▶ _Texte étudié_:
---

Un abandon de poste décrit une situation dans laquelle un salarié quitte son poste de travail sans avoir prévenu ou obtenu l’autorisation de son employeur. Jusqu’en 2022, il pouvait donner lieu à un licenciement ou une rupture anticipée de CDD pour faute grave ou lourde et permettait potentiellement d’ouvrir un droit à l’assurance chômage. Selon la Dares [1], au 1er semestre 2022, environ 70 % des licenciements pour faute grave ou lourde dans le secteur privé étaient ainsi motivés par un abandon de poste, représentant 123 000 salariés, dont 116 000 en CDI.

Ces règles ont été modifiés par la loi du 21 décembre 2022. Elle a en effet instauré un dispositif de présomption de démission du salarié qui abandonne volontairement son poste et ne reprend pas le travail après avoir été mis en demeure de justifier son absence et de reprendre son poste dans le délai fixé par l’employeur.

Quid de l’existence d’un motif légitime

Les modalités d’application de cette nouvelle procédure ont été fixées par le décret du 17 avril 2023. Des syndicats ont alors saisi le Conseil d’État pour demander l’annulation du décret. La haute juridiction vient de se prononcer dans un arrêt daté du 18 décembre 2024.

Le Conseil d’État souligne que, comme le décret le rappelle, l’abandon de poste ne peut pas être considéré comme volontaire en cas de motif légitime, par exemple des raisons médicales, l’exercice du droit de retrait ou du droit de grève, le refus du salarié d’exécuter une instruction contraire à la réglementation, ou des modifications du contrat à l’initiative de l’employeur. La présomption de démission ne peut donc jouer dans ces situations.

---

▶ _Entrées du jeu de données_:
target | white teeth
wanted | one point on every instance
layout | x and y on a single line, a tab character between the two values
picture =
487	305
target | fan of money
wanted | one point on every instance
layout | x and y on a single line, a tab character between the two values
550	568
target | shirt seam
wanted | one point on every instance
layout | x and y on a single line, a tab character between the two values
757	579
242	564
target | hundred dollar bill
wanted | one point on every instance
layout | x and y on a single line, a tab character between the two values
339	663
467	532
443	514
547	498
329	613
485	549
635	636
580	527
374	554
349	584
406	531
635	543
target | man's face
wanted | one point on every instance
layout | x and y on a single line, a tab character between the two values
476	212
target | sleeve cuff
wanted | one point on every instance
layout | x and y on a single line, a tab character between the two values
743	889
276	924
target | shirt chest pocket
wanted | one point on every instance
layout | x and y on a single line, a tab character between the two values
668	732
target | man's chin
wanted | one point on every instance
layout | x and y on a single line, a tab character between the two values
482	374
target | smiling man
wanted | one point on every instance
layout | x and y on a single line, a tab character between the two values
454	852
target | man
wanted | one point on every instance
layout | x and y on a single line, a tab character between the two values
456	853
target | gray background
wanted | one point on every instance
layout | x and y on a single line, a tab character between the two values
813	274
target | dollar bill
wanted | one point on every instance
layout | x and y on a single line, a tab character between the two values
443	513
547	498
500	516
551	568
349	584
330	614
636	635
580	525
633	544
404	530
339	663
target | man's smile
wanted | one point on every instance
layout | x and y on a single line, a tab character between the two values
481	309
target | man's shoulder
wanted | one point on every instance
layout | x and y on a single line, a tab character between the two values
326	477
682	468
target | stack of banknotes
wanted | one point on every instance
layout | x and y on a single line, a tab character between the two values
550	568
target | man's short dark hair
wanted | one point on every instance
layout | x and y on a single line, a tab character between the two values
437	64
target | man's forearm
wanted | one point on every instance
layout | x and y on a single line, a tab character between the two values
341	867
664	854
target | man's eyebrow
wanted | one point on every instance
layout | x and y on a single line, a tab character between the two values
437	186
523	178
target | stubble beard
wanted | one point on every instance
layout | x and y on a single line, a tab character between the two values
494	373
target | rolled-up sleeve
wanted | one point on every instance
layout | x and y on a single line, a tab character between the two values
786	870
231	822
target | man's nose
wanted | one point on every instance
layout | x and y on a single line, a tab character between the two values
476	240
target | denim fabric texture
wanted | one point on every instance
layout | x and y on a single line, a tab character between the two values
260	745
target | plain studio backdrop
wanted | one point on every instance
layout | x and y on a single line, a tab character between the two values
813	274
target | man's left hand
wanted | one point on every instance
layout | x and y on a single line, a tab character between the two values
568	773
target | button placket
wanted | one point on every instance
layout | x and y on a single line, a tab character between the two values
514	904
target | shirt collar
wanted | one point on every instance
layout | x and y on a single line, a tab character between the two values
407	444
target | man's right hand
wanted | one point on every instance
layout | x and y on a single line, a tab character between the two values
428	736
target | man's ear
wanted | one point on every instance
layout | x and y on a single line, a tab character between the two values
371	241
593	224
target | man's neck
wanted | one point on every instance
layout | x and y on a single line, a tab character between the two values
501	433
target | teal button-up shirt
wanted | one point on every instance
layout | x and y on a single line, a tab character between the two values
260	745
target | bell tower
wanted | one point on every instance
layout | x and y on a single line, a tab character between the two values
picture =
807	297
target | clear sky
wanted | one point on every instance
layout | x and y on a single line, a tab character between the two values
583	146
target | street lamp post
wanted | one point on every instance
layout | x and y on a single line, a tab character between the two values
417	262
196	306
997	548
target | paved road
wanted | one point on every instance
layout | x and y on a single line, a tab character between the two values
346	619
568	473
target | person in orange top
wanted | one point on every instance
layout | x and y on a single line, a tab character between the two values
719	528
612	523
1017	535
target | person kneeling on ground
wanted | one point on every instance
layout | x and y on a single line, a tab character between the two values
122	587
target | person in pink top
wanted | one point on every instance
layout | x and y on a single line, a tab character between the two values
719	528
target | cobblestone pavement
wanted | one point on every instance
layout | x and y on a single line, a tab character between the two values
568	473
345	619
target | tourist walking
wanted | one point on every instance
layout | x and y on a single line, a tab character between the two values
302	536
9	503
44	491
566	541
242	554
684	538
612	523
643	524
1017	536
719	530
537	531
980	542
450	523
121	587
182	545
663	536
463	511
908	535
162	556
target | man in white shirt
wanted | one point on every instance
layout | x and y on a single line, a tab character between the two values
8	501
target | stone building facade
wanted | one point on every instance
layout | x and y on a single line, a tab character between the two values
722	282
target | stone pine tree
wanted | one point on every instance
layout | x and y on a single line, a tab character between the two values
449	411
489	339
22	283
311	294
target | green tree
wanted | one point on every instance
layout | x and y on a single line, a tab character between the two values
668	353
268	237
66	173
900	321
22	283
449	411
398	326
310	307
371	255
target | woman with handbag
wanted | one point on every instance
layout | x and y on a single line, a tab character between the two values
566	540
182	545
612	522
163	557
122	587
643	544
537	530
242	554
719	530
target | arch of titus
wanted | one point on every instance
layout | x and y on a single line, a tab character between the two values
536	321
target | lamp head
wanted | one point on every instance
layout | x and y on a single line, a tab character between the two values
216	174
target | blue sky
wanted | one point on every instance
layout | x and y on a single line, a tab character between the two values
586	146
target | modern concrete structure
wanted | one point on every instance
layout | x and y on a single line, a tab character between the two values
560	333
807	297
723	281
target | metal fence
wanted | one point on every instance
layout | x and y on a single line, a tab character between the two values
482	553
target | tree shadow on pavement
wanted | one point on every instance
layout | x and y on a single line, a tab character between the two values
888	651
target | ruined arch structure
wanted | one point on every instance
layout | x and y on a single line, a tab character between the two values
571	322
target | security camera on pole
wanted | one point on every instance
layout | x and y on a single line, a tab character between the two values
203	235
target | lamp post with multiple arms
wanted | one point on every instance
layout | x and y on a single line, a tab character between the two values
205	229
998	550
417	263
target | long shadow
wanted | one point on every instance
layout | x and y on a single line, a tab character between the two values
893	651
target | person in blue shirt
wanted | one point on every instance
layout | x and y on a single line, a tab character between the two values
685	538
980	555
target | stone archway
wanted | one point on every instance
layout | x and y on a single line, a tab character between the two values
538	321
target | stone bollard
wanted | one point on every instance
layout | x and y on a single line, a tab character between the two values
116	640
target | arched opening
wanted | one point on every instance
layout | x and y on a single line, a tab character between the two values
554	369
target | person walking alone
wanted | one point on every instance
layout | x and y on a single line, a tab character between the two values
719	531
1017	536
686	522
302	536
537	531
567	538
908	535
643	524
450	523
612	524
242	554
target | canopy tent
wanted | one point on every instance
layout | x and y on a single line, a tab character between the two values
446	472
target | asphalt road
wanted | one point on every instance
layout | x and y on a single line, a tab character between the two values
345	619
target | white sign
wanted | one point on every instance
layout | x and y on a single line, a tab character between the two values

---

▶ _Énoncé 1_: Recopiez le passage du texte sur l'abandon de poste qui va de « Les modalités d’application » à « 18 décembre 2024. ».
▶ _Énoncé 2_:
Répondez à ces questions sur le texte relatif à l'abandon de poste :
(a) Quelle loi a instauré la présomption de démission ?
(b) De quelle date est l'arrêt du Conseil d'État ?
(c) Combien de salariés étaient concernés par les licenciements motivés par un abandon de poste au 1er semestre 2022 ?
▶ _Énoncé 3_: Rédigez la suite du texte sur l'abandon de poste après sa dernière phrase.

▶ _Réponse 1_:
Les modalités d’application de cette nouvelle procédure ont été fixées par le décret du 17 avril 2023. Des syndicats ont alors saisi le Conseil d’État pour demander l’annulation du décret. La haute juridiction vient de se prononcer dans un arrêt daté du 18 décembre 2024.

▶ _Réponse 2_:
(a) La loi du 21 décembre 2022.
(b) Du 18 décembre 2024.
(c) 123 000 salariés, dont 116 000 en CDI.

▶ _Réponse 3_:
Informer le salarié des conséquences

En outre, cette loi prévoit l’envoi par l’employeur d’une mise en demeure au salarié qui a abandonné son poste. Cette mise en demeure a pour objet de s’assurer du caractère volontaire de l’abandon de poste du salarié, en lui permettant de justifier son absence ou de reprendre le travail dans le délai fixé.

S’agissant de l’abandon de poste dans la fonction publique, le Conseil d’État avait déjà jugé que, pour que la démission de l’employé puisse être présumée, ce dernier devait nécessairement être informé des conséquences que pouvait avoir l’absence de reprise du travail sans motif légitime. Dans cette nouvelle décision, le Conseil d’État adopte la même position pour les salariés du privé, même si le décret ne l’avait pas explicitement précisé.

Le Conseil d’État n’apporte toutefois pas de précision sur l’information à donner au salarié. Aussi, est-il conseillé aux employeurs d’indiquer qu’à défaut de réponse, de motif légitime d’absence ou de reprise du travail dans le délai imparti, le salarié est présumé démissionnaire et que son contrat de travail est rompu. Il est également prudent d’indiquer les conséquences de la démission sur le préavis et l’absence d’indemnisation du chômage.

[1(Direction de l’Animation de la Recherche, des Études et des Statistiques)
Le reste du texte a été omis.